* Die Aufgaben:
**1.** Welche drei Eigenschaften soll die Reparatur der Weinfässer laut dem Forumsbeitrag haben? Zähle sie alle auf.
**2.** Bearbeite bitte die Liste unter dem Forumsbeitrag: Ersetze darin jedes „pick planner“ durch „grasp planner“ und lass alles andere unverändert. Gib die vollständige Liste ohne die Bilder wieder.

* Text:
+ + + + +

# Weinfass inst. ?



## baddie (2. März 2012)

Hallo hier meldet sich der Dirk aus dem Winterschlaf 

Meine gute Bekannte hat in Ihren Garten 2 Weinfässer und dieses Jahr (in diesem kurzem Winter) sind beide Böden kaputt gefroren. 

Hat einer von Euch gute Tips wie man sowas am einfachsten,günstigsten und unauffälligsten reparieren kann ? 

Sie trat an mich heran und wollte das mit Teichfolie ausschlagen aber da gibt es ja dann bei der Form "den Krieg der Falten"

Hat velleicht jemand von Euch da schonmal ähnliche Probleme gehabt und den optimalen Reperaturvorschlag für sie ? 

Lasst mich nicht hängen . Ich hab Ihr gesagt "wart ma ich frag in meinem Teichforum denn da sind die Experten und da wird Dir geholfen"  

Gruß

Dirk


----------



## zickenkind (2. März 2012)

+ + + + +

* Auszüge aus Pointing-Datensätzen:
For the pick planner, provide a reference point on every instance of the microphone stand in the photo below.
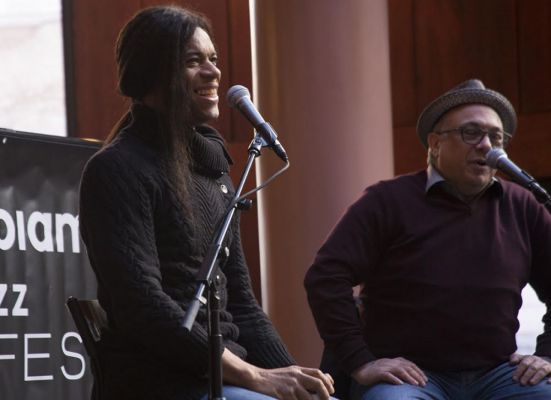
(207, 283)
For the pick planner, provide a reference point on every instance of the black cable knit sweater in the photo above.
(146, 251)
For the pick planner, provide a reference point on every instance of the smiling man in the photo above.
(442, 255)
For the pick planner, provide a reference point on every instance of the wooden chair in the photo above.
(89, 319)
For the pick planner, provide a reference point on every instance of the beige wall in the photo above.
(322, 78)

+ + + + +

* Lösungen der Aufgaben:
**1.** einfach, günstig, unauffällig

**2.**
For the grasp planner, provide a reference point on every instance of the microphone stand in the photo below.
(207, 283)
For the grasp planner, provide a reference point on every instance of the black cable knit sweater in the photo above.
(146, 251)
For the grasp planner, provide a reference point on every instance of the smiling man in the photo above.
(442, 255)
For the grasp planner, provide a reference point on every instance of the wooden chair in the photo above.
(89, 319)
For the grasp planner, provide a reference point on every instance of the beige wall in the photo above.
(322, 78)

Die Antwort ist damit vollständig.